Exercise text:
2012 has been an eventful year for us primarily due to my diagnosis, on-going treatment and the wider impacts this has for our individual and interdependent lives in the years ahead.  We’ve already shared our birthdays under the shadow of cancer and now we’re about to enter the festive season while I prepare for further chemotherapy on 28th December.

Talking to my son last night, or rather while I was talking and he was IM-ing questions and responses over Skype from the university library, we mused on a number of topics including Christmas.

I know it’s silly and sentimental but I couldn’t resist asking whether he’s looking forward to it this year even though he’s past the excitable youngster stage.  I thought he might say he’s looking forward to having some time off from university, would prefer Christmas cake to Christmas pudding and hoped to receive some support with the assignments he needs to complete during the break.   Instead he said he was sad that I have to go for chemo on 28th, he wants to come with me as he’ll be home that day and yes, he’s very much looking forward to Christmas this year.  Not just looking forward to it but positively excited about it, as much as he was when he was a young child. The most excited he’s felt for several years.  He says he doesn’t know why he feels this way, he just does and I think that’s a wonderful way to be.

“I’m so excited Mom.”

Data records:
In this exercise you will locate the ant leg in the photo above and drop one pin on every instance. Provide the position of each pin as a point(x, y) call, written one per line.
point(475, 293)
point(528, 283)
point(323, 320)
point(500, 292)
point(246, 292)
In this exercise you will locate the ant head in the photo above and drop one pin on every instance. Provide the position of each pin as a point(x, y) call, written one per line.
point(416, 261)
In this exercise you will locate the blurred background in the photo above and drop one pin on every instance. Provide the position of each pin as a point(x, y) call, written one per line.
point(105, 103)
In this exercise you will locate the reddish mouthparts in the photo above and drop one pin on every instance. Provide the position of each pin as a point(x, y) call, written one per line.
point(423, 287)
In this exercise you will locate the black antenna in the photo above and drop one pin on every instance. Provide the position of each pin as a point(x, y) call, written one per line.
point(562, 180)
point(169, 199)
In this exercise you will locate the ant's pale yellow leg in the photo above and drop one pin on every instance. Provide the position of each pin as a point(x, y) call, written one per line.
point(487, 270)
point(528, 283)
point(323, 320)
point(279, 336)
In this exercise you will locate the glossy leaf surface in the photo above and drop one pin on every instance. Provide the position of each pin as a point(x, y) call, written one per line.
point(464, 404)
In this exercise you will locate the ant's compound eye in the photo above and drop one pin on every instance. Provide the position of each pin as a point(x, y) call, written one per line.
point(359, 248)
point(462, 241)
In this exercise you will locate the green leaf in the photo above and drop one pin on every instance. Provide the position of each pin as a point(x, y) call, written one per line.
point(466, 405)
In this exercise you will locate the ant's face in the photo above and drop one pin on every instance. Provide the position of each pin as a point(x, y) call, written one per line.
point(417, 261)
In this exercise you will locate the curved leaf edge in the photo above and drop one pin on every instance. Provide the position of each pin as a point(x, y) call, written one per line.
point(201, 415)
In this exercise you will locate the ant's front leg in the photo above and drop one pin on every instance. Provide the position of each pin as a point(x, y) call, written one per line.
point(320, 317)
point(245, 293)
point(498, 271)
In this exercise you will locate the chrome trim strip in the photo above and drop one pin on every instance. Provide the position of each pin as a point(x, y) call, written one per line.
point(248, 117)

What you will do:
[a] Copy the text about Christmas during cancer treatment from "2012 has been" up to and including "on 28th December.", swapping "festive season" for "holiday season".
[b] Extend the text about Christmas during cancer treatment with a few more sentences that follow on from its last line.

Per-task answers:
[a]
2012 has been an eventful year for us primarily due to my diagnosis, on-going treatment and the wider impacts this has for our individual and interdependent lives in the years ahead.  We’ve already shared our birthdays under the shadow of cancer and now we’re about to enter the holiday season while I prepare for further chemotherapy on 28th December.

[b]
So excited.  Once he said it I could feel my own enthusiasm beginning to unfold, peeling back the tape and undoing the wrap shrouding the playful spirit that resides deep inside me.   His raised eyebrow when he discovers a stocking outside his bedroom door on Christmas morning, anticipating the look on his face when he opens his gifts.  Hearing his half-hearted grumbles about the impossible way I combine sticky tape and paper to make  unwrapping impervious to quick release of the contents within and making sure he reads every gift tag, acknowledges and is grateful for the kindness others show him.  The wrapping, the smiles, the laughter and the corny Christmas cracker jokes.  The time spent together doing nothing in particular, simply enjoying the opportunity of each other’s company for a few days.

I’m sure I may (will) find I’ve forgotten some essential ingredient when the day comes. Or I might deliver a less than perfect Christmas dinner when my slightly addled brain throws precision planning and timing into a spin. But I already know those minor inconveniences won’t stop us enjoying this Christmas.  More importantly, neither will the unpropitious spectre called cancer.

Christmas 2012 is exciting.  We’ll be here, together, to enjoy its true spirit.